_Task to carry out_
Would you set down every entry shown below, precisely as written?

_Data to use_
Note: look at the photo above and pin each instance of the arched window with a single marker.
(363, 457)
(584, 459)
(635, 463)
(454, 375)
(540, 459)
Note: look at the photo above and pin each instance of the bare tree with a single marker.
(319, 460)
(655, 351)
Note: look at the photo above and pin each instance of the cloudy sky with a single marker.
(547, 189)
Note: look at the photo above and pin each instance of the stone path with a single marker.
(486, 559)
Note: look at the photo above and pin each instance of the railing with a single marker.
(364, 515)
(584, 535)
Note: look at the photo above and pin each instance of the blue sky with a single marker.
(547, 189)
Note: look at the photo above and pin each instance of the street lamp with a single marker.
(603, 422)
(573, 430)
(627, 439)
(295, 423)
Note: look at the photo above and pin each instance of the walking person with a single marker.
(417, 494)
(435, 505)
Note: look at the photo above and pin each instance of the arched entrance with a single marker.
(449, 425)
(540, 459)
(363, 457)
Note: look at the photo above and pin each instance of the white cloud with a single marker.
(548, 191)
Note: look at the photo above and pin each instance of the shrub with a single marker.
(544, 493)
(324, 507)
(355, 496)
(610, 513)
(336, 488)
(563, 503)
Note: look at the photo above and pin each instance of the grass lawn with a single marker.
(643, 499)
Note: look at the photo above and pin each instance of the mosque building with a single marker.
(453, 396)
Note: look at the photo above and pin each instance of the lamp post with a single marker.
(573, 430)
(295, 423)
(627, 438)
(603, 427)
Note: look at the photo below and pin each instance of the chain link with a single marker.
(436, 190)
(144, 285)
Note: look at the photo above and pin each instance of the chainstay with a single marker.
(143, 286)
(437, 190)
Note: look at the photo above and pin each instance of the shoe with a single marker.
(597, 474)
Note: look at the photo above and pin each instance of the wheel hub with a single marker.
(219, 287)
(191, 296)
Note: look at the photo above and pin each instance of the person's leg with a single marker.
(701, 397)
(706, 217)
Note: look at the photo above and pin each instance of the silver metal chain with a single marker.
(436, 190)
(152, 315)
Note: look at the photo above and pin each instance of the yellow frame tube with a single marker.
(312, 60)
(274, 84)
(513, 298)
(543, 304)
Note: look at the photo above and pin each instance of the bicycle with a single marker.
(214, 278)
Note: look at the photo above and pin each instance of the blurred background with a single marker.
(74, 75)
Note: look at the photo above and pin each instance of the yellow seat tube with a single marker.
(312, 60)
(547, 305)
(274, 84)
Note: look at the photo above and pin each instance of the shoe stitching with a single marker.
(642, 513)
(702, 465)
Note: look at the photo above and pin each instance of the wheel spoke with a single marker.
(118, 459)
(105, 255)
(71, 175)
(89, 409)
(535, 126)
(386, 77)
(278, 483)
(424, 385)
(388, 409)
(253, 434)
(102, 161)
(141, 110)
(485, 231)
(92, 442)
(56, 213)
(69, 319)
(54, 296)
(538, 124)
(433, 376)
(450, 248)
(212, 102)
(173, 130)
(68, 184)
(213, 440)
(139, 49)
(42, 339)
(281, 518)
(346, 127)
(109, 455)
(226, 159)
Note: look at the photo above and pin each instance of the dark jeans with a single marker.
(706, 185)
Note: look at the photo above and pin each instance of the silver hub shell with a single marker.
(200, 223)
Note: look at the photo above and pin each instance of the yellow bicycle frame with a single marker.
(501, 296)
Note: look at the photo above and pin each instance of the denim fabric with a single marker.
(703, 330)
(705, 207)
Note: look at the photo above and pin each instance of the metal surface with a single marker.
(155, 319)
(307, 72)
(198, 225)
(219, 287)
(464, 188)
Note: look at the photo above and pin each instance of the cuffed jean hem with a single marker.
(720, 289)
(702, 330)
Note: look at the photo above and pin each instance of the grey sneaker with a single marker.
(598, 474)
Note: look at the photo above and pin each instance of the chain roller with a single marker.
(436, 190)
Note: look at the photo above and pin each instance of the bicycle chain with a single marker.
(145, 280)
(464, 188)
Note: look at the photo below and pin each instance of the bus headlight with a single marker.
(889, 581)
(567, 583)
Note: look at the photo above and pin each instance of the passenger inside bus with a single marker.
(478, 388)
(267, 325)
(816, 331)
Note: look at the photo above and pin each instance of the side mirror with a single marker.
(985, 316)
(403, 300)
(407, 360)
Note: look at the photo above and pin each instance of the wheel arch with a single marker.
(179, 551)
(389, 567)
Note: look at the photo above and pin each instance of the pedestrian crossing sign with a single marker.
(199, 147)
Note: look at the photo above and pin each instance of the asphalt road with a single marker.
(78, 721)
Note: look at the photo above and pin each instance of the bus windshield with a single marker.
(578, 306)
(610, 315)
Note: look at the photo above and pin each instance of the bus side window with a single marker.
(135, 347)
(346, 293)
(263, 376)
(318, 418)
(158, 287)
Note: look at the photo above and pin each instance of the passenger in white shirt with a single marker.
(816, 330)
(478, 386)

_Solution for this exercise_
Note: look at the photo above and pin each instance of the arched window with a single marker.
(363, 457)
(584, 459)
(635, 463)
(454, 375)
(540, 459)
Note: look at the photo above and pin each instance of the bare tree with a single marker.
(319, 460)
(655, 351)
Note: look at the photo above and pin each instance of the cloudy sky with a single marker.
(547, 189)
Note: look at the photo above and pin each instance of the stone path with a single marker.
(486, 559)
Note: look at the photo above and pin each instance of the railing with a single marker.
(364, 515)
(584, 535)
Note: look at the photo above and pin each instance of the blue sky with a single marker.
(547, 189)
Note: look at the photo above and pin each instance of the street lamp with a single marker.
(603, 422)
(573, 430)
(627, 439)
(295, 423)
Note: look at the photo above and pin each instance of the walking person with a single marker.
(417, 494)
(435, 505)
Note: look at the photo above and pin each instance of the arched entrance with a single marker.
(449, 425)
(540, 459)
(363, 457)
Note: look at the photo above and pin each instance of the white cloud with a single marker.
(548, 191)
Note: look at the photo above and pin each instance of the shrub with a single marker.
(544, 493)
(324, 507)
(355, 496)
(610, 513)
(336, 488)
(563, 503)
Note: look at the photo above and pin each instance of the grass lawn with a single marker.
(643, 499)
Note: look at the photo above and pin each instance of the mosque building with a single marker.
(453, 396)
Note: look at the photo above and pin each instance of the lamp post with a single marker.
(573, 430)
(295, 423)
(627, 438)
(603, 427)
Note: look at the photo below and pin each instance of the chain link with a single marker.
(436, 190)
(144, 285)
Note: look at the photo above and pin each instance of the chainstay with a single marker.
(143, 286)
(437, 190)
Note: look at the photo above and pin each instance of the shoe with a single marker.
(597, 474)
Note: look at the photo above and pin each instance of the wheel hub with a single marker.
(219, 287)
(191, 296)
Note: look at the photo above and pin each instance of the person's leg with a single marker.
(701, 397)
(706, 217)
Note: look at the photo above and pin each instance of the silver metal chain with a single marker.
(436, 190)
(152, 315)
Note: look at the photo above and pin each instance of the yellow frame tube with a single marker.
(312, 60)
(274, 84)
(513, 298)
(543, 304)
Note: look at the photo above and pin each instance of the bicycle with a single marker.
(214, 278)
Note: look at the photo above and pin each instance of the blurred background with a single marker.
(74, 75)
Note: look at the photo above and pin each instance of the yellow seat tube with a single marker.
(312, 60)
(547, 305)
(274, 84)
Note: look at the photo above and pin each instance of the shoe stitching with a single marker.
(642, 513)
(702, 465)
Note: look at the photo above and pin each instance of the wheel spoke with a single marker.
(118, 459)
(105, 255)
(71, 175)
(89, 409)
(535, 126)
(386, 77)
(278, 483)
(424, 385)
(388, 409)
(253, 434)
(102, 161)
(141, 110)
(485, 231)
(92, 442)
(56, 213)
(69, 319)
(54, 296)
(538, 124)
(433, 376)
(450, 248)
(212, 102)
(173, 130)
(68, 184)
(213, 440)
(139, 49)
(42, 339)
(281, 518)
(346, 127)
(109, 455)
(226, 159)
Note: look at the photo above and pin each instance of the dark jeans with a single marker.
(706, 185)
Note: look at the photo above and pin each instance of the silver hub shell with a single marker.
(200, 223)
Note: look at the photo above and pin each instance of the yellow bicycle frame with a single marker.
(501, 296)
Note: look at the photo above and pin each instance of the denim fabric with a single marker.
(703, 330)
(705, 207)
Note: look at the photo above and pin each instance of the metal surface with a single marker.
(155, 319)
(307, 72)
(198, 225)
(219, 287)
(464, 188)
Note: look at the photo above and pin each instance of the cuffed jean hem with a single marker.
(720, 289)
(702, 330)
Note: look at the photo above and pin each instance of the grey sneaker with a single marker.
(598, 474)
Note: look at the photo above and pin each instance of the chain roller with a single marker.
(436, 190)
Note: look at the photo above and pin each instance of the bicycle chain with a single marker.
(145, 280)
(464, 188)
Note: look at the photo below and pin each instance of the bus headlight with a single marker.
(889, 581)
(567, 583)
Note: look at the photo above and pin each instance of the passenger inside bus with a single marker.
(478, 388)
(267, 325)
(816, 331)
Note: look at the photo above and pin each instance of the side mirror with a single marker.
(985, 316)
(403, 300)
(407, 360)
Note: look at the photo above and pin each instance of the wheel arch with a single marker.
(179, 551)
(389, 567)
Note: look at the photo above and pin each instance of the pedestrian crossing sign with a single marker.
(199, 147)
Note: look at the photo above and pin each instance of the asphalt road with a single marker.
(78, 721)
Note: look at the photo above and pin each instance of the bus windshield with a single marker.
(578, 306)
(610, 315)
Note: look at the photo above and pin each instance of the bus side window with a single marker.
(135, 347)
(346, 293)
(263, 376)
(318, 418)
(158, 287)
Note: look at the photo above and pin each instance of the passenger in white shirt with a single marker.
(816, 330)
(478, 386)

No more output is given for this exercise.